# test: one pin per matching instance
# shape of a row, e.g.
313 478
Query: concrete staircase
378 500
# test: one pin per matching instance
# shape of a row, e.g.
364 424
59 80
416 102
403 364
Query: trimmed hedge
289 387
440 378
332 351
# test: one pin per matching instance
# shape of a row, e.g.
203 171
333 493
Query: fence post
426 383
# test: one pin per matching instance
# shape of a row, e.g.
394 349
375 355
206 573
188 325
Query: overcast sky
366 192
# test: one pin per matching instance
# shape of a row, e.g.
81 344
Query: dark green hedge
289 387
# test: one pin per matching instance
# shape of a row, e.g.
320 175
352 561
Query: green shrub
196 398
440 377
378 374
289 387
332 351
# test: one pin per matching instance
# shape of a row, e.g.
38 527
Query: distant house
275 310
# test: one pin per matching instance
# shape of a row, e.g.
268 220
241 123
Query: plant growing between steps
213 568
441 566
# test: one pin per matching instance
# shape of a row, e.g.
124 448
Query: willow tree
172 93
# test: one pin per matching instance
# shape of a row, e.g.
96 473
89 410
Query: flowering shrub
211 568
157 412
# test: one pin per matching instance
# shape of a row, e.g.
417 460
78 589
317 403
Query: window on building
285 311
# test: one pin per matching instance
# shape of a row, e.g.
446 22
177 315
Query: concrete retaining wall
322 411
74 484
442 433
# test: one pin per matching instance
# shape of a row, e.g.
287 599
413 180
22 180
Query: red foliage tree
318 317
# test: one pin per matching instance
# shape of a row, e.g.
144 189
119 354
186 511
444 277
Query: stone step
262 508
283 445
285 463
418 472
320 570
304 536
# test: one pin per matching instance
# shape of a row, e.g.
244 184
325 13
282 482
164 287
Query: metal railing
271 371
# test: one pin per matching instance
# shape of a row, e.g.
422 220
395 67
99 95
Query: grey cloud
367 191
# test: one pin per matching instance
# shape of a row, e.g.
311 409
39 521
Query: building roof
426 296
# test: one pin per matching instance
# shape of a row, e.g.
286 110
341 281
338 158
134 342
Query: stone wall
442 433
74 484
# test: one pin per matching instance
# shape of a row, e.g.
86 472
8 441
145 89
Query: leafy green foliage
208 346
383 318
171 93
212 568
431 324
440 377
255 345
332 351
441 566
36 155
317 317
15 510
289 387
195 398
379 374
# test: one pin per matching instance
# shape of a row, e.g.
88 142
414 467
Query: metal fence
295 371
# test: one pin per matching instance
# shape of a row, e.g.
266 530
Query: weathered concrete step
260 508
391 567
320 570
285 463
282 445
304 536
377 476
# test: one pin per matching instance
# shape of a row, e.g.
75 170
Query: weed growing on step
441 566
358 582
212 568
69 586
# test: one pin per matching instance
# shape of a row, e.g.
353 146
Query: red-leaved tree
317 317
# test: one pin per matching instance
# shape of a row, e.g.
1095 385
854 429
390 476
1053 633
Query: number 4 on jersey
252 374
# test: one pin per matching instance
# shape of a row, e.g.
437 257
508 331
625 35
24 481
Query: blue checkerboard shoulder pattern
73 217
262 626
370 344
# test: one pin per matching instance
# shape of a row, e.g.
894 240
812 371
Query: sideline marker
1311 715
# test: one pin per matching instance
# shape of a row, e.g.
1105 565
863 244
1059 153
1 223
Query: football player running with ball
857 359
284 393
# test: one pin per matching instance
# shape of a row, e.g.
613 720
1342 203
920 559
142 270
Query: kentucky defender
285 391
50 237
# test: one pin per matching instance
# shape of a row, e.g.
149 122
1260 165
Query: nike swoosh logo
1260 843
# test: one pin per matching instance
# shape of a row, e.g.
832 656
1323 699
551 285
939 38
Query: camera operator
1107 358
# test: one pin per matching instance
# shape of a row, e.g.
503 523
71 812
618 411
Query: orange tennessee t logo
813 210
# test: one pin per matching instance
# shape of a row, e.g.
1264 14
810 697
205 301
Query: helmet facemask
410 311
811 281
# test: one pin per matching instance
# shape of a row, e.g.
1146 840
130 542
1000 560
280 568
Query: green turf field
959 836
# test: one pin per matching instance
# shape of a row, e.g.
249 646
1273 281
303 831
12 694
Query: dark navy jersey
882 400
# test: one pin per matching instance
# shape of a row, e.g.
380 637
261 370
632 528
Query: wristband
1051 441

________

Print every line of the listing exactly.

**Expected answer**
# test: one pin per matching instance
# shape of a row, e.g.
313 478
Query: concrete staircase
378 500
# test: one pin per matching instance
# shape of a row, e.g.
364 424
59 80
416 102
403 364
Query: trimmed hedge
289 387
440 378
332 351
# test: one pin per matching instance
# shape of a row, e.g.
203 171
333 493
Query: fence post
426 383
# test: one pin per matching instance
# shape of a row, e.g.
394 349
375 355
206 573
188 325
Query: overcast sky
366 192
# test: one pin per matching instance
# shape of a row, e.g.
81 344
Query: dark green hedge
289 387
# test: one pin per matching instance
# shape of a row, e.g.
320 175
352 561
Query: green shrub
196 398
440 377
378 374
289 387
332 351
# test: one pin per matching instance
# shape of a row, e.g.
38 527
Query: distant house
275 310
# test: one pin per matching instance
# shape of a row, e.g.
268 220
241 123
Query: plant growing between steps
213 568
441 566
# test: one pin per matching instance
# shape of a row, e.g.
124 448
Query: willow tree
172 93
# test: one pin per matching instance
# shape of a row, e.g.
96 473
89 410
Query: flowering shrub
211 568
157 412
# test: one pin per matching instance
# shape of a row, e.g.
417 460
78 589
317 403
Query: window on building
285 311
# test: one pin per matching instance
# shape of a row, e.g.
446 22
177 315
Query: concrete retaining wall
322 411
74 484
442 433
# test: one pin per matching instance
# shape of a row, e.g.
287 599
413 180
22 180
Query: red foliage tree
318 317
# test: one pin per matching instance
# shape of a row, e.g.
144 189
119 354
186 511
444 277
Query: stone step
262 508
283 445
285 463
418 472
320 570
304 536
# test: one pin per matching instance
# shape of a row, e.g.
244 184
325 13
282 482
164 287
Query: metal railing
271 371
# test: one pin per matching instance
# shape of a row, e.g.
422 220
395 67
99 95
Query: grey cloud
367 191
# test: one pin per matching instance
# shape of a row, e.g.
311 409
39 521
Query: building roof
426 296
# test: one pin per matching instance
# shape of a row, e.g.
286 110
341 281
338 158
134 342
Query: stone wall
442 433
74 484
# test: one pin per matching instance
# shape of a row, e.g.
86 472
8 441
145 89
Query: leafy green foliage
208 346
383 318
171 93
212 568
431 324
440 377
255 345
332 351
441 566
36 155
317 317
15 510
289 387
195 398
379 374
# test: one pin per matching instance
# shape of a row, e.g.
88 142
414 467
Query: metal fence
295 371
# test: one pin per matching instance
# shape of a row, e.g.
266 530
Query: weathered concrete step
260 508
391 567
320 570
285 463
282 445
304 536
377 476
# test: one pin per matching instance
# shape of a row, e.g.
75 170
Query: weed growing on step
441 566
358 582
212 568
69 586
# test: one pin per matching instance
# shape of a row, e.g.
353 146
Query: red-leaved tree
317 317
# test: one pin per matching instance
# shape of a row, e.g.
1095 385
854 429
390 476
1053 633
Query: number 4 on jersey
252 374
# test: one pin per matching instance
# shape of a row, e.g.
437 257
508 331
625 35
24 481
Query: blue checkerboard shoulder pattern
73 217
262 626
370 344
# test: one pin per matching instance
# shape of a row, e.g.
894 240
812 371
Query: sideline marker
1311 715
# test: one pin per matching instance
# shape of a row, e.g.
1105 565
863 244
1059 153
1 223
Query: football player running with ball
857 359
284 393
# test: one pin per matching instance
# shape of a row, e.g.
613 720
1342 203
920 559
142 270
Query: kentucky defender
285 391
50 237
# test: one pin per matching instance
# shape of a row, e.g.
149 122
1260 165
Query: nike swoosh logo
1260 843
# test: one pin per matching instance
# shape of a row, e.g.
832 656
1323 699
551 285
939 38
Query: camera operator
1107 358
# test: one pin per matching instance
# shape of a row, e.g.
503 523
71 812
618 411
Query: orange tennessee t logo
813 210
# test: one pin per matching instance
# shape of a row, e.g.
1264 14
810 697
205 301
Query: helmet facemask
410 311
811 281
# test: one pin per matching instance
# shape of a row, e.g.
1146 840
130 542
1000 560
280 568
Query: green turf field
959 836
# test: one pin per matching instance
# shape of a row, e.g.
249 646
1273 281
303 831
12 694
Query: dark navy jersey
882 400
# test: one pin per matching instance
# shape of a row, e.g.
380 637
261 370
632 528
Query: wristband
1051 441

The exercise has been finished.